* [Pasaje proporcionado]
---
Mi obra recoge en el trasfondo de sus páginas un sincero sentimiento de gratitud para mis padres, directivos, colegas, estudiantes e instituciones que a lo largo de mi aventura hipocrática dieron soporte y comprensión en momentos difíciles, reconocieron mi competencia profesional y vocación de servicio por los enfermos.
Dichoso estoy por haber tenido el honroso privilegio de “consagrar mi vida al servicio de la humanidad”, como lo juré al momento de recibir el título de médico. Con toda mi mente y el sentimiento más hondo del corazón durante casi cinco décadas de apasionado ejercicio profesional.
Siento que hice lo que me gustaba. La práctica de la medicina y el ejercicio simultáneo de la docencia universitaria llenaron de inmensa dicha, acercaron a la, tantas veces, esquiva felicidad. El tributo a la enseñanza, del hipocrático arte, ha colmado mi ser de vasto regocijo intelectual y espiritual.
---
* [Enunciado de la tarea]
Transcriba sin ninguna alteración el fragmento del pasaje que se abre con las palabras que contienen "Dichoso estoy por" y se cierra con "intelectual y espiritual.". Base su trabajo exclusivamente en el pasaje.
---
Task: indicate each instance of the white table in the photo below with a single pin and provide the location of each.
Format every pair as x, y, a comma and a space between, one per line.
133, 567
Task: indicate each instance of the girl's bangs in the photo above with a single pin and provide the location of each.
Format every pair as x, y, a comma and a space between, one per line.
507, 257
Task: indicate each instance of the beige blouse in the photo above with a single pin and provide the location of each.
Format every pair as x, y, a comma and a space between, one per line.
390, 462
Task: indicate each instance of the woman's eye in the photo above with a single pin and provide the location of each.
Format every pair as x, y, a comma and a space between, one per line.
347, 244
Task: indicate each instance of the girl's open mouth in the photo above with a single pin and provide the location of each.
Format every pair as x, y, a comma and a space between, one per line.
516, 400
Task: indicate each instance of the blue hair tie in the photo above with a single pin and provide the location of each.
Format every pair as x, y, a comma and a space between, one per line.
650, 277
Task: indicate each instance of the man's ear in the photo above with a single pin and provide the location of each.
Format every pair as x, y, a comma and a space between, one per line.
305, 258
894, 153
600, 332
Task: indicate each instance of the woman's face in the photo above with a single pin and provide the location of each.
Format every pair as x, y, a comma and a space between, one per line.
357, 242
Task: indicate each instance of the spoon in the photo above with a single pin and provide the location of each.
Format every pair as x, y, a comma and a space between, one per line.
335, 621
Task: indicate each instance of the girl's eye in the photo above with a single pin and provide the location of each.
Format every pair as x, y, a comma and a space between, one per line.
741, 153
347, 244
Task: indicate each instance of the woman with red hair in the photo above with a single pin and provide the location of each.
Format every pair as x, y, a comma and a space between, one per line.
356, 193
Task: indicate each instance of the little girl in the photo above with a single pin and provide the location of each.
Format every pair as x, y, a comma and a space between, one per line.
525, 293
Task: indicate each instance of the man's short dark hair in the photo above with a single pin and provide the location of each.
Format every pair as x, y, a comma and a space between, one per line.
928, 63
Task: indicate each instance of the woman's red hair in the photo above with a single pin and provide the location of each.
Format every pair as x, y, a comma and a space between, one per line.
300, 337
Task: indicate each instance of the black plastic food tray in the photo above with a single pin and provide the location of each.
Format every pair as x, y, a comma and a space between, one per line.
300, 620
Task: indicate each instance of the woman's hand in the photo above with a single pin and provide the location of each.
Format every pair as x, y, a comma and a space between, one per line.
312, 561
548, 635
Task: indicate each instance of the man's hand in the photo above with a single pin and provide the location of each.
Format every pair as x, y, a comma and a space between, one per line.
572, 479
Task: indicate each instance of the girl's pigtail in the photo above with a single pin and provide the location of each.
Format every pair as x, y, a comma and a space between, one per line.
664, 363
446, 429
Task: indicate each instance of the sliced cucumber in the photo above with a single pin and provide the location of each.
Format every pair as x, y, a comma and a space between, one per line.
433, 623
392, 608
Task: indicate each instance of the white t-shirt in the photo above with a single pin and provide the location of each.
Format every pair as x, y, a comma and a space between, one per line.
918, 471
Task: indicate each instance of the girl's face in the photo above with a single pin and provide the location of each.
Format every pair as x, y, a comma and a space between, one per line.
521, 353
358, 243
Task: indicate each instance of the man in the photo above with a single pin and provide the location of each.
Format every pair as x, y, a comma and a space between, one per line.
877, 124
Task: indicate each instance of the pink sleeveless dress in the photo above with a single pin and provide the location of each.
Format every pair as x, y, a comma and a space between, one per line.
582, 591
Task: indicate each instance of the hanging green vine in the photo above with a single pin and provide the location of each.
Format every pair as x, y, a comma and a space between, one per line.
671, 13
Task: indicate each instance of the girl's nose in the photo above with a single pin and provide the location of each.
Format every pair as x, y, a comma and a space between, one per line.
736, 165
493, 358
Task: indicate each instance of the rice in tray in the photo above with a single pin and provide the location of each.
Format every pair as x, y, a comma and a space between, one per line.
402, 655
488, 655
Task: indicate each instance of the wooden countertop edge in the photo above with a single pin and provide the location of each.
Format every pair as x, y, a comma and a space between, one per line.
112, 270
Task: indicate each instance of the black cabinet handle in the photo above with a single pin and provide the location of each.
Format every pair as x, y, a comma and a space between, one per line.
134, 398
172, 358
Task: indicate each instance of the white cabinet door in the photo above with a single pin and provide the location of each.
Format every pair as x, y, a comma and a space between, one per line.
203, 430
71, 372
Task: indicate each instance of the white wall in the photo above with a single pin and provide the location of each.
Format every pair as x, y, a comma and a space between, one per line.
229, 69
---
* [Respuesta a la tarea]
Dichoso estoy por haber tenido el honroso privilegio de “consagrar mi vida al servicio de la humanidad”, como lo juré al momento de recibir el título de médico. Con toda mi mente y el sentimiento más hondo del corazón durante casi cinco décadas de apasionado ejercicio profesional.
Siento que hice lo que me gustaba. La práctica de la medicina y el ejercicio simultáneo de la docencia universitaria llenaron de inmensa dicha, acercaron a la, tantas veces, esquiva felicidad. El tributo a la enseñanza, del hipocrático arte, ha colmado mi ser de vasto regocijo intelectual y espiritual.